--- ENTRIES PROVIDED ---

[start]

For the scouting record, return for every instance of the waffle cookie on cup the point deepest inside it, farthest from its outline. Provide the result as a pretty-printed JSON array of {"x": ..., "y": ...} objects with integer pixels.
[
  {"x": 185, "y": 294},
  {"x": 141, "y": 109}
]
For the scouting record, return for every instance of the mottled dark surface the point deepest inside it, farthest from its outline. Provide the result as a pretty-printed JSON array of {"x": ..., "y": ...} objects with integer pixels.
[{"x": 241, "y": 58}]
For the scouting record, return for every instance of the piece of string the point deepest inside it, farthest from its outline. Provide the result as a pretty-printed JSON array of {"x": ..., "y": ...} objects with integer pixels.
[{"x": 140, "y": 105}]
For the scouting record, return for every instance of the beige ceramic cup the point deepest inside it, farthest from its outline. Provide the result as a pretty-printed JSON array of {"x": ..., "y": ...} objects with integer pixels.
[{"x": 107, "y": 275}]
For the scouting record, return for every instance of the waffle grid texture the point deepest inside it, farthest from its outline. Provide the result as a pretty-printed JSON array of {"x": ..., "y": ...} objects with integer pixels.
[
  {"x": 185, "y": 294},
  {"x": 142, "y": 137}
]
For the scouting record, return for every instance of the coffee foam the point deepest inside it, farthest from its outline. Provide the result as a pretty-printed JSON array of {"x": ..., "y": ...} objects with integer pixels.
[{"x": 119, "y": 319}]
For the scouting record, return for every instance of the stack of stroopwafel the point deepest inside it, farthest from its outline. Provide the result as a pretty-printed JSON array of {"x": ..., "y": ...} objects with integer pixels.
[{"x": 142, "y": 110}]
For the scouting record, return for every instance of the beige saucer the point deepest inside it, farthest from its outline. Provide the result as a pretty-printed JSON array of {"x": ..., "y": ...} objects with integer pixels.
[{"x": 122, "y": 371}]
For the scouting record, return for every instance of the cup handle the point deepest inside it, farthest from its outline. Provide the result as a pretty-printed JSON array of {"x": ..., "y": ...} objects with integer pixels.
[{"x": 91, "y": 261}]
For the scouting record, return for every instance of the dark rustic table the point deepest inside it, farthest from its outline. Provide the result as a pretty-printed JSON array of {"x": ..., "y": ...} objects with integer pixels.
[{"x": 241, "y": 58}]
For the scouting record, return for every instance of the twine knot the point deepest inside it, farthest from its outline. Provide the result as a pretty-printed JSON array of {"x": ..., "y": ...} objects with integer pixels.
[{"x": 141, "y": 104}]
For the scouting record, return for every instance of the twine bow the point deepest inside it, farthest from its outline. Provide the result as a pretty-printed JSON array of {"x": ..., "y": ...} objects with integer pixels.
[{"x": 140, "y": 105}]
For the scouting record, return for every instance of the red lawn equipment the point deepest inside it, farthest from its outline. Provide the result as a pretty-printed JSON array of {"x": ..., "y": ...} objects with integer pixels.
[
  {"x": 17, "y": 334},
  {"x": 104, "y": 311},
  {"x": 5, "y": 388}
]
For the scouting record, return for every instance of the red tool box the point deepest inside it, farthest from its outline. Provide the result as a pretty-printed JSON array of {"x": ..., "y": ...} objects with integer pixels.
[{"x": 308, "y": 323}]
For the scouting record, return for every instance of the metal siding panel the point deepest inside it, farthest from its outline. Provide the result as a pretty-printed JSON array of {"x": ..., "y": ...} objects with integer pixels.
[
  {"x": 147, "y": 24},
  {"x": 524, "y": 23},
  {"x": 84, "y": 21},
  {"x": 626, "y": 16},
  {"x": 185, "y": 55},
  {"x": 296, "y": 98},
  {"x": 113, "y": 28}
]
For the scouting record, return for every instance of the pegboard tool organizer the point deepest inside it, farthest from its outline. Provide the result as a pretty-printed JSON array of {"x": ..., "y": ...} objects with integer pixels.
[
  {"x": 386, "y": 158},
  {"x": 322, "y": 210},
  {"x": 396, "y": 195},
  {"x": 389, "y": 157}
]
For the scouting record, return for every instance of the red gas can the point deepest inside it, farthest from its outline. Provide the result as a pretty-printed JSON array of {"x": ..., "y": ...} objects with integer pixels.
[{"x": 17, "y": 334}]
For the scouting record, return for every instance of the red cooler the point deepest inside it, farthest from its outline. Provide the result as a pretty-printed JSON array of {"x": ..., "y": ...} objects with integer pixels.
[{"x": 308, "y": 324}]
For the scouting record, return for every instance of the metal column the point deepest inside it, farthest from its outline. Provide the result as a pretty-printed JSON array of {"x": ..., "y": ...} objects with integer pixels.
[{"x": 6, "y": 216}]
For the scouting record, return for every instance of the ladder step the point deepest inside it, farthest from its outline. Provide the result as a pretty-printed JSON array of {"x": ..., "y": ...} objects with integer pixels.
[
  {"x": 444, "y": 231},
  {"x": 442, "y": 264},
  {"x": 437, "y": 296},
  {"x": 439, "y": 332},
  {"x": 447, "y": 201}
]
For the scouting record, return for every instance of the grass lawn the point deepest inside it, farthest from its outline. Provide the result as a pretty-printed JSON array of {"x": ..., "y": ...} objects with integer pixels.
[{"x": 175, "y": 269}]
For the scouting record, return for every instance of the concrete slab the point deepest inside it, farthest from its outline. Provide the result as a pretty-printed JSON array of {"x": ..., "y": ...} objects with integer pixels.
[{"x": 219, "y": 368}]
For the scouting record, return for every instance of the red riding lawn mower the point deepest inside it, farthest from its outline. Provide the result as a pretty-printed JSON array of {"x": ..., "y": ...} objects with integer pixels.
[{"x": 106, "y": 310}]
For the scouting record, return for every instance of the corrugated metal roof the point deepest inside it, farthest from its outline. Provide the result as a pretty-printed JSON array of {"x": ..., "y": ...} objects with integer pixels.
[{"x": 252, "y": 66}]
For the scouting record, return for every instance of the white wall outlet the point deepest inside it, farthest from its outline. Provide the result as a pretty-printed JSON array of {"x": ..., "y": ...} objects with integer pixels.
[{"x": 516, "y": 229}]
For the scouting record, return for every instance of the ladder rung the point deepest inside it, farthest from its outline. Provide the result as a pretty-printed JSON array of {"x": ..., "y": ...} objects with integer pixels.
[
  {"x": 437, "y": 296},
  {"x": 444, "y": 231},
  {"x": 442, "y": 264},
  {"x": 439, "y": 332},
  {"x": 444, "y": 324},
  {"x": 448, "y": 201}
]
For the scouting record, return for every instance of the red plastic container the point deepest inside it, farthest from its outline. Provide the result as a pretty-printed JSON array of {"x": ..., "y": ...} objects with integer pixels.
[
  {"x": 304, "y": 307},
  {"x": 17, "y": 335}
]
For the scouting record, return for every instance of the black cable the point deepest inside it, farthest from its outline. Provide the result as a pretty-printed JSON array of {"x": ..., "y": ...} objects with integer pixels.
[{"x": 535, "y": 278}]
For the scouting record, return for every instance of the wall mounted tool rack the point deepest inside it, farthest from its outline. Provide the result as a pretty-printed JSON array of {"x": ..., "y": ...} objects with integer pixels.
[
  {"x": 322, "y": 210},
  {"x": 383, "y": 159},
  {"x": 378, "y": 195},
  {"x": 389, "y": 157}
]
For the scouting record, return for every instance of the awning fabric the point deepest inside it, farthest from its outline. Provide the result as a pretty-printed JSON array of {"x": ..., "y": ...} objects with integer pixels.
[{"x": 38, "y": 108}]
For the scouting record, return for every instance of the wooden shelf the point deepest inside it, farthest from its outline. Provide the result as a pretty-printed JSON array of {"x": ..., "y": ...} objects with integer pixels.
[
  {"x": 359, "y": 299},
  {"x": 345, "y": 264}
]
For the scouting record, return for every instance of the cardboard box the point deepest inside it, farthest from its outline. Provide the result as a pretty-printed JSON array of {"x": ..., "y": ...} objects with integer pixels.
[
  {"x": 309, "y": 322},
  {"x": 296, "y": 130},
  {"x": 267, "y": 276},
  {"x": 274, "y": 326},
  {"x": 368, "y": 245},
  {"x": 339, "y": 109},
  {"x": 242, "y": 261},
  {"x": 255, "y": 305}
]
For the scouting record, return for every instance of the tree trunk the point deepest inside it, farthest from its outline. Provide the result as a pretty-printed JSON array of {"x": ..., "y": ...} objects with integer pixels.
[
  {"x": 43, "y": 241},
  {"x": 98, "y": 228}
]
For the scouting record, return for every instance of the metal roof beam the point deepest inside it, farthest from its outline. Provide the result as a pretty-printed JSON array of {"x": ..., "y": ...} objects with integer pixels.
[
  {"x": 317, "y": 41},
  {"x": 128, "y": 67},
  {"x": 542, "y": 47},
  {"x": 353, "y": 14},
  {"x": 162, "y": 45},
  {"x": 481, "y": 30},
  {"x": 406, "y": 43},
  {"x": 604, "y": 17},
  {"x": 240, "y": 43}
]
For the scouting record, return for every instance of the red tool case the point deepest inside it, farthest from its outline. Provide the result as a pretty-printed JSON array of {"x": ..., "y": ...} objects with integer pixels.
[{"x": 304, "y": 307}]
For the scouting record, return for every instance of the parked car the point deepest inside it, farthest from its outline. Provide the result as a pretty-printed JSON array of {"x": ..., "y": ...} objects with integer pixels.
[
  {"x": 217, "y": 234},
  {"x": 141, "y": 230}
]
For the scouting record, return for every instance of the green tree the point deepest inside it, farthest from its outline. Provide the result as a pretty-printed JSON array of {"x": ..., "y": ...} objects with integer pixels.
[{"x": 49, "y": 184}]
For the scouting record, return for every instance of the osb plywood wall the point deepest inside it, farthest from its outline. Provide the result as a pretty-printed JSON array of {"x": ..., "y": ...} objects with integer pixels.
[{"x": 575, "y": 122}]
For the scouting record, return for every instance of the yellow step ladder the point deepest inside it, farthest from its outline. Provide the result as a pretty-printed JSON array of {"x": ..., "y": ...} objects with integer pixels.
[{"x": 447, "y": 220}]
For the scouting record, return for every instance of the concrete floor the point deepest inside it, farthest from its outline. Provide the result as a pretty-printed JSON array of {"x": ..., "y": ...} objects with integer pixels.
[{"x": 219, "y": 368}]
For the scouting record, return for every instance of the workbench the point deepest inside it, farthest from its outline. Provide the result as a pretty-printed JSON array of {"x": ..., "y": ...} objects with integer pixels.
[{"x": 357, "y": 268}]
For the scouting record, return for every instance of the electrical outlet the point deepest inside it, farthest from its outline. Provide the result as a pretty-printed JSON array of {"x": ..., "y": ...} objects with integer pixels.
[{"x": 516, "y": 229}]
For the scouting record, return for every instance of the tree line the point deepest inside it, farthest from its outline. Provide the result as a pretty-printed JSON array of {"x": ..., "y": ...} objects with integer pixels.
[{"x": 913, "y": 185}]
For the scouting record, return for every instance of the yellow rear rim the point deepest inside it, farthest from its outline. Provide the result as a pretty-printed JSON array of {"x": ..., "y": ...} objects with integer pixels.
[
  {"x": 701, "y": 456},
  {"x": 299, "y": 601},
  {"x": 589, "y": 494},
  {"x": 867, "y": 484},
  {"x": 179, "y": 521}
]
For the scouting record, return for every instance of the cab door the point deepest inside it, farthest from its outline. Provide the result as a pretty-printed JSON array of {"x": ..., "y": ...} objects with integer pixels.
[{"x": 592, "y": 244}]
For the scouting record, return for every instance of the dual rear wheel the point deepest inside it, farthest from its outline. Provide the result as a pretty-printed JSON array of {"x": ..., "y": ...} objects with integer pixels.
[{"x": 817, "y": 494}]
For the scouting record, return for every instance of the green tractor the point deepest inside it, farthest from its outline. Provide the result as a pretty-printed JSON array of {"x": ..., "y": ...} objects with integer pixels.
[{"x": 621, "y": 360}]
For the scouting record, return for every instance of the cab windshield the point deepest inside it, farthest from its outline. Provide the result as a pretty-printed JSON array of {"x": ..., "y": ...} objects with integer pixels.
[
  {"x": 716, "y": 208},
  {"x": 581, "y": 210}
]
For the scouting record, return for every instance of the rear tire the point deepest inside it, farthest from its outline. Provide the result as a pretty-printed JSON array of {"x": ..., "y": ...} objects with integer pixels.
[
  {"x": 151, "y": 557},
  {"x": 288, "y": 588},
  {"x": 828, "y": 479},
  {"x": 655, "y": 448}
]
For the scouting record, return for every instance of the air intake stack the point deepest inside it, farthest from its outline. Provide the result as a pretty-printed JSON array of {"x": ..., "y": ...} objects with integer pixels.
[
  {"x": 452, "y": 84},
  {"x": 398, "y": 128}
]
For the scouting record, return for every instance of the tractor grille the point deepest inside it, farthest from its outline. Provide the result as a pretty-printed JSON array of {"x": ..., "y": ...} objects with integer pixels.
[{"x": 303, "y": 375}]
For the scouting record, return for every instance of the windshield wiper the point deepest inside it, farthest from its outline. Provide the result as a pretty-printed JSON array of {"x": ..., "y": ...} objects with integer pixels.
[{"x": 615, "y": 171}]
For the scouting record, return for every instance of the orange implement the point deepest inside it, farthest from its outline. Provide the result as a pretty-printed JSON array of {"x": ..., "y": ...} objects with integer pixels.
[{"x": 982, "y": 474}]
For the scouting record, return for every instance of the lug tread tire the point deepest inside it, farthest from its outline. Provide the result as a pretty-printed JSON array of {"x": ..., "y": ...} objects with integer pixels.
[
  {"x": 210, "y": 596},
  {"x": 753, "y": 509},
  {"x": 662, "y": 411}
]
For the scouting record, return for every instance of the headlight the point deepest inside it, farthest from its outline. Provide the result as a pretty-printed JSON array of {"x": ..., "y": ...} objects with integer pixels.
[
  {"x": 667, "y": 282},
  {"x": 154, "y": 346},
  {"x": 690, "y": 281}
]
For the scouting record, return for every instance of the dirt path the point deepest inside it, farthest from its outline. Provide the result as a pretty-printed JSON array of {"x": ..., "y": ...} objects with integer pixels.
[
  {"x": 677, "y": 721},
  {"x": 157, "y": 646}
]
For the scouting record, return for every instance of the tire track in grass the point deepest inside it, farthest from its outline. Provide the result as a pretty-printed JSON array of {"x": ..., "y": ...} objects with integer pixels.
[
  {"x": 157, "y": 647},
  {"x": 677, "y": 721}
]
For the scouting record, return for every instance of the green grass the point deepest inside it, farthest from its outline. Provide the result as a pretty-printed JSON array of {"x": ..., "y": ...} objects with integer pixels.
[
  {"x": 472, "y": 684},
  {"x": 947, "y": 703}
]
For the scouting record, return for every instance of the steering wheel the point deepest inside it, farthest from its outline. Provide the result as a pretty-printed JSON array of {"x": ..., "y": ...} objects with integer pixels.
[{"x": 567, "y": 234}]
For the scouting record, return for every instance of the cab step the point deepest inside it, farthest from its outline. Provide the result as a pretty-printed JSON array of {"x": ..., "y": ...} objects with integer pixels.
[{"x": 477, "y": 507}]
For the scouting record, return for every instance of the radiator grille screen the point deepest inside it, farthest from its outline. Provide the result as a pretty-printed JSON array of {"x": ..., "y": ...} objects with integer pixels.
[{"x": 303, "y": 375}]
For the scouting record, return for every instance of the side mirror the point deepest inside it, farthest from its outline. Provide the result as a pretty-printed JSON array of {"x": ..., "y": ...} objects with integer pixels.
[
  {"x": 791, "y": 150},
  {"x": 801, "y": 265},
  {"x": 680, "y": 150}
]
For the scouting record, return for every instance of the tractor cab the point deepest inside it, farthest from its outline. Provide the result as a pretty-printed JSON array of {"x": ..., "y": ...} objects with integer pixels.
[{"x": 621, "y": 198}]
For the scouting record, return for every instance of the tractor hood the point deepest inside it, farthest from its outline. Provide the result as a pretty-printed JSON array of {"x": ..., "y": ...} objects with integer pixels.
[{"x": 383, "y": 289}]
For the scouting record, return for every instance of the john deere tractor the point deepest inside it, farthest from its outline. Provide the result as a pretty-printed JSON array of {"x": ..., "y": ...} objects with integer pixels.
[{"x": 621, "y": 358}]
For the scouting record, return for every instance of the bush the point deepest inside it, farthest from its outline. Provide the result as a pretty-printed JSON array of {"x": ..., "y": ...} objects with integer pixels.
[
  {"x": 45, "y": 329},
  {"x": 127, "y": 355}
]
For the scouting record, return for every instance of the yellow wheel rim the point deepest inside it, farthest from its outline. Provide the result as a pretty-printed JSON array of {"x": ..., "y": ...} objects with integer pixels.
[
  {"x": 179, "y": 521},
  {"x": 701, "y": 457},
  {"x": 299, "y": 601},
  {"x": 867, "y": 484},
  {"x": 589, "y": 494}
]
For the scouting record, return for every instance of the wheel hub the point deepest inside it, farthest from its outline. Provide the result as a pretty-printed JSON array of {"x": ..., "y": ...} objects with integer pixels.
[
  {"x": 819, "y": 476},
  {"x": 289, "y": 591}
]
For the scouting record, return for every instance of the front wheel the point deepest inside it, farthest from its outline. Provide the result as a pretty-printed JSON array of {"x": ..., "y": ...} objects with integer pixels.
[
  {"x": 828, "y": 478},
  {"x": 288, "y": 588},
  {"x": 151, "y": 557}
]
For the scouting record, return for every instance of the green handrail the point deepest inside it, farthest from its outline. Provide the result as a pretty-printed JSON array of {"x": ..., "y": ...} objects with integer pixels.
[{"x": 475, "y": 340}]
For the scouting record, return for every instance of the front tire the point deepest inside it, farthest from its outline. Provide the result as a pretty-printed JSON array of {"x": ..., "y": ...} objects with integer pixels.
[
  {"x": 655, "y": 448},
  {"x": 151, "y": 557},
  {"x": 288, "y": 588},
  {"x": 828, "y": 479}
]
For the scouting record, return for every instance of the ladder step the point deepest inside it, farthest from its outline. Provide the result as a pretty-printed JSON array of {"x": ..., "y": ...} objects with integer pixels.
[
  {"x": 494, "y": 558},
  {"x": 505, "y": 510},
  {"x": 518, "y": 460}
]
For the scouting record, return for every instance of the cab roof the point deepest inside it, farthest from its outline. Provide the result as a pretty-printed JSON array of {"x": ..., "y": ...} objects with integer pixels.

[end]

--- PROBLEM ---
Gather each line in the records above that contains the word "tree", and copy those lines unchanged in their original order.

--- CORRECT ANSWER ---
For the scouting record, return for every instance of the tree trunk the point deepest inside it, farthest from its outline. Provide the result as a pretty-printed JSON array of {"x": ..., "y": ...} objects with integer pixels.
For the scouting record, return for every instance of the green tree the point deepest inside it, farthest from its outline. Provide the result as a pretty-printed JSON array of {"x": ..., "y": ...} objects with integer pixels.
For the scouting record, return for every instance of the tree line the point deepest inside it, farthest from its outline. Provide the result as a pretty-printed JSON array of {"x": ..., "y": ...} objects with integer pixels.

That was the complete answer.